• [WRITTEN PROBLEM]: Output the full listing below exactly, without the pictures.

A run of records

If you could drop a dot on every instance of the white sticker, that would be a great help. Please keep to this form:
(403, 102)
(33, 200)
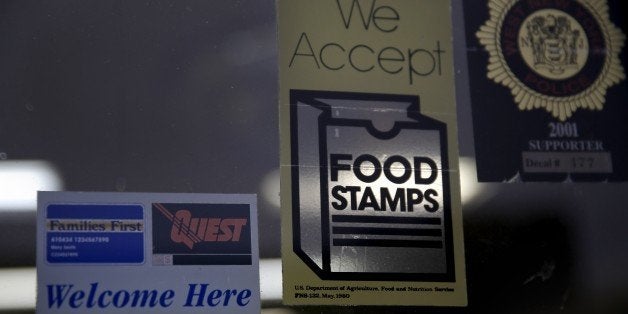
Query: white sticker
(147, 253)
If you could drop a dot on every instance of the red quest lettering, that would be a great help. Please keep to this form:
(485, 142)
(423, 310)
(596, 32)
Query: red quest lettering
(189, 230)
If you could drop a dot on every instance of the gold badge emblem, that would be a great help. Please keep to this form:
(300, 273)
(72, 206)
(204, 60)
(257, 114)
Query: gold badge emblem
(556, 54)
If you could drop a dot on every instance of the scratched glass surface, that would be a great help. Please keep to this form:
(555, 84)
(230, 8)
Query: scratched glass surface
(181, 96)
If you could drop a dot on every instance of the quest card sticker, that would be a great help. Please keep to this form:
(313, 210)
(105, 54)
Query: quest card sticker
(147, 253)
(548, 89)
(369, 159)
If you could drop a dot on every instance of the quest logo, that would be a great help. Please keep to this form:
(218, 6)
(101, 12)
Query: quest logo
(201, 234)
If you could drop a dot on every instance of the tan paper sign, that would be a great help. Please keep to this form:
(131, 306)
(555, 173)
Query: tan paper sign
(370, 186)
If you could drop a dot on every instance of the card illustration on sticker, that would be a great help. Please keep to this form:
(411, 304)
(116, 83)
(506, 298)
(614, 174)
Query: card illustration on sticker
(371, 199)
(555, 71)
(147, 253)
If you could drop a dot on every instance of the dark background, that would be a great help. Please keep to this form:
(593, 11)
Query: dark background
(181, 96)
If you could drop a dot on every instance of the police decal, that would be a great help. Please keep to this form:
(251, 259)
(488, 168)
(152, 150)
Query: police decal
(557, 55)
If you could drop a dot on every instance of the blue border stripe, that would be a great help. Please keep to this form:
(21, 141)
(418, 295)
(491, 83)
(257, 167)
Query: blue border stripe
(93, 211)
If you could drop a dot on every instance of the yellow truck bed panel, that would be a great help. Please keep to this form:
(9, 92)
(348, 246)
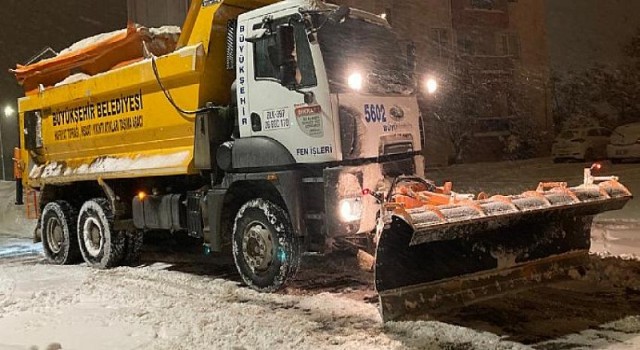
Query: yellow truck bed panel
(122, 119)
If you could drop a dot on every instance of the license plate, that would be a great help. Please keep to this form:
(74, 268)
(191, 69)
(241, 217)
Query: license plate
(277, 119)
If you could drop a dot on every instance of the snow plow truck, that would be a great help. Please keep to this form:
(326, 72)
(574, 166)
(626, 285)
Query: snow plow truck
(267, 130)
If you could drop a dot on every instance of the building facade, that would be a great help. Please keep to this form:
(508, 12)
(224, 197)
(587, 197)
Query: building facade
(487, 55)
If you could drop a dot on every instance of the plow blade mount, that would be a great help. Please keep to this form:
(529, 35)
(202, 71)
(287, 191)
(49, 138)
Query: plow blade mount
(432, 259)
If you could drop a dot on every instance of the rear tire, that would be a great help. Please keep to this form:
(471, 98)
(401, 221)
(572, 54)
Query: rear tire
(59, 239)
(100, 245)
(265, 248)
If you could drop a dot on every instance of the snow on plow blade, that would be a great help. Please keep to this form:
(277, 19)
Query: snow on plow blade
(433, 258)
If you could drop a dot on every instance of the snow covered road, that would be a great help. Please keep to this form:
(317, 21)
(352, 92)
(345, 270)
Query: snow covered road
(190, 306)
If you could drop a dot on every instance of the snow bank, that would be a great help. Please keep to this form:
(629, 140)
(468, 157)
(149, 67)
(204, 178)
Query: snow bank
(153, 308)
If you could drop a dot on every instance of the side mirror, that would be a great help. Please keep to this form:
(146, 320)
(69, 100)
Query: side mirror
(287, 63)
(339, 15)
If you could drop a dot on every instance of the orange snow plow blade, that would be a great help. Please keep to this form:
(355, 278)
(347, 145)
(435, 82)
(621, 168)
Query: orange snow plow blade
(432, 256)
(103, 54)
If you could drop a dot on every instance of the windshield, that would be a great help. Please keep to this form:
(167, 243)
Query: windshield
(356, 46)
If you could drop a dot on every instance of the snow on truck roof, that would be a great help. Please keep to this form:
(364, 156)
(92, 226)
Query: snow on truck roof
(97, 54)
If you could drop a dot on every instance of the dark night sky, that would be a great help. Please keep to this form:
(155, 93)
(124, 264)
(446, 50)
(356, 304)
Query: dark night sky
(584, 32)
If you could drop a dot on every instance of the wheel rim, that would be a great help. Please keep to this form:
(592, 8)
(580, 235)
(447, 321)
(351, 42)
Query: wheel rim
(92, 236)
(55, 235)
(257, 246)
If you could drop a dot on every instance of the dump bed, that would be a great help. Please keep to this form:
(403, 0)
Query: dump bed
(119, 123)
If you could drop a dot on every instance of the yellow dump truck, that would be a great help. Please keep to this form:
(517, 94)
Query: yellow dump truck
(270, 129)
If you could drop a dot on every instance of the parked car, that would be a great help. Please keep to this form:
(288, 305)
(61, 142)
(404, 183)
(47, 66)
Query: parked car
(624, 143)
(586, 143)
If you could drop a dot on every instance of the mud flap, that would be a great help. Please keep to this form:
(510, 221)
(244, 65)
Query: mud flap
(429, 270)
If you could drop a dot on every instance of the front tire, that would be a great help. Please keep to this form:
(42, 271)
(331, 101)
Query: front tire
(100, 245)
(59, 239)
(265, 248)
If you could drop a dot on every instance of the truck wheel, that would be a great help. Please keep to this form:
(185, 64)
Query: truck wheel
(132, 248)
(101, 246)
(265, 248)
(59, 240)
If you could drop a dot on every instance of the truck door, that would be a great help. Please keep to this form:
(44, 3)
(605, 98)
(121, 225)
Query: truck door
(278, 112)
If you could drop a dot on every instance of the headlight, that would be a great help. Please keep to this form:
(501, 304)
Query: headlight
(431, 85)
(355, 81)
(350, 209)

• [ANSWER TO THE PROBLEM]:
If you could drop a dot on every instance of the white sticker, that would be a great help. Please keep to this form:
(403, 102)
(33, 200)
Query: white sticker
(147, 253)
If you could drop a dot on every instance of the red quest lettering, that would be a great help. Please keep to this form:
(485, 142)
(423, 310)
(596, 32)
Query: red quest lettering
(189, 230)
If you could drop a dot on every instance of the gold badge emblem, that would be a great help. Please keep to this form:
(300, 273)
(72, 206)
(204, 60)
(257, 114)
Query: gold badge emblem
(556, 54)
If you could drop a dot on every instance of the scratched glass surface, that would be a great help. Please keep to this form:
(555, 84)
(230, 8)
Query: scratched glass surface
(181, 96)
If you could drop a dot on every instance of the quest card sticker, that would be a great help. Please keep to this form:
(313, 210)
(105, 54)
Query: quest card sticker
(147, 253)
(548, 89)
(369, 159)
If you could drop a dot on every instance of the quest logo, that would be a great help. Please keep to this form:
(218, 6)
(101, 12)
Query: quest logo
(201, 234)
If you could drop a dot on every instance of the tan paper sign, that would be a great help. Please keep to this form:
(131, 306)
(555, 173)
Query: tan paper sign
(370, 186)
If you could drop a dot on every instance of the card illustration on sticker, that would be a great help. Please keep to this form:
(411, 304)
(116, 83)
(506, 298)
(614, 174)
Query: card illustration on sticker
(371, 199)
(555, 71)
(147, 253)
If you could drop a dot on every instance of the dark background, that would be a great help. Please keep to this form:
(593, 11)
Query: dark background
(181, 96)
If you could drop a dot on every instance of the police decal, that would be a great help. Please keep to this form:
(251, 259)
(488, 168)
(152, 150)
Query: police decal
(557, 55)
If you could drop a dot on every instance of the blue border stripe, that would be a great help. Please keep to this form:
(21, 141)
(418, 295)
(491, 83)
(257, 167)
Query: blue border stripe
(93, 211)
If you could drop a dot on every instance of the yellow truck bed panel, that would be a great help. Please keep to this form:
(9, 92)
(348, 246)
Query: yellow truck bed panel
(122, 119)
If you could drop a dot on every instance of the license plate, that would be a great help. Please keep to this form:
(74, 268)
(191, 69)
(241, 217)
Query: license plate
(277, 119)
If you could drop a dot on every instance of the snow plow truck, that would be a great help. Please keep to this form:
(326, 72)
(574, 166)
(626, 285)
Query: snow plow truck
(267, 130)
If you could drop a dot on every instance of the building facade, that would be a great help. Please keep to this form:
(508, 12)
(224, 197)
(587, 197)
Query: building facade
(487, 55)
If you could drop a dot on every instance of the plow blade mount, that would be a great help. Please keep to this form:
(529, 35)
(202, 71)
(287, 191)
(49, 138)
Query: plow blade mount
(432, 259)
If you could drop a dot on every instance of the rear tire, that would be a great help. Please keep to this form:
(471, 98)
(401, 221)
(572, 54)
Query: rear tire
(59, 239)
(100, 245)
(265, 248)
If you could drop a dot on every instance of the snow on plow blade, that would be a great help. Please keep to this form:
(277, 19)
Query: snow on plow blade
(433, 258)
If you could drop a dot on every instance of the snow covered road, that would be a great help. Please keep to this form:
(317, 21)
(352, 92)
(345, 270)
Query: snow covered road
(190, 306)
If you could drop a dot on every instance of the snow bank, that would be a great help. Please keep to this form:
(629, 140)
(468, 157)
(149, 67)
(204, 178)
Query: snow bank
(153, 308)
If you could drop a dot on every instance of the side mirror, that would be a great help. Please keep to this form:
(146, 320)
(69, 100)
Query: side mirror
(287, 63)
(339, 15)
If you could drop a dot on every instance of the orange snow plow blade, that would be a great help. Please keep to this form:
(355, 278)
(347, 145)
(435, 82)
(621, 168)
Query: orange snow plow blade
(432, 256)
(103, 54)
If you could drop a dot on every instance of the windshield, that would be a great help. Please keep to this form:
(167, 243)
Query: windshield
(356, 46)
If you could drop a dot on every instance of the snow on truck roof, that would be a great help. Please keep to this form:
(364, 156)
(92, 226)
Query: snow on truck roof
(97, 54)
If you could drop a dot on every instance of the dark night sky, that would be a great help. Please keep to this form:
(155, 93)
(124, 264)
(446, 50)
(356, 304)
Query: dark night sky
(584, 32)
If you could drop a dot on every instance of the wheel rim, that would be a great help. Please keep to this form:
(592, 8)
(580, 235)
(447, 321)
(351, 42)
Query: wheel rim
(92, 236)
(55, 235)
(257, 246)
If you could drop a dot on every instance of the dump bed, that would be a great help. Please keep to this form:
(403, 0)
Query: dump bed
(119, 123)
If you could drop a dot on every instance of the yellow dump truck, that would be a great help. Please keep to this form:
(517, 94)
Query: yellow dump truck
(270, 129)
If you could drop a dot on every instance of the parked car, that would be a great help. Please keep to this form:
(288, 305)
(61, 142)
(404, 183)
(47, 66)
Query: parked car
(624, 143)
(586, 143)
If you could drop a dot on every instance of the mud flap, that would be a great help. Please keep to this form:
(510, 221)
(244, 65)
Query: mud flap
(429, 270)
If you could drop a dot on every instance of the front tire, that would be a great help. Please keep to this form:
(42, 271)
(331, 101)
Query: front tire
(100, 245)
(59, 239)
(265, 248)
If you could drop a dot on every instance of the truck wheel, that would be a great help. Please keep to this form:
(185, 64)
Query: truck wheel
(132, 248)
(101, 246)
(265, 248)
(59, 240)
If you could drop a dot on every instance of the truck door, that would be a great help. Please keep to this form:
(44, 3)
(605, 98)
(121, 225)
Query: truck door
(278, 112)
If you could drop a dot on every instance of the headlight, that would be a great help. Please keep to this form:
(501, 304)
Query: headlight
(431, 85)
(355, 81)
(350, 209)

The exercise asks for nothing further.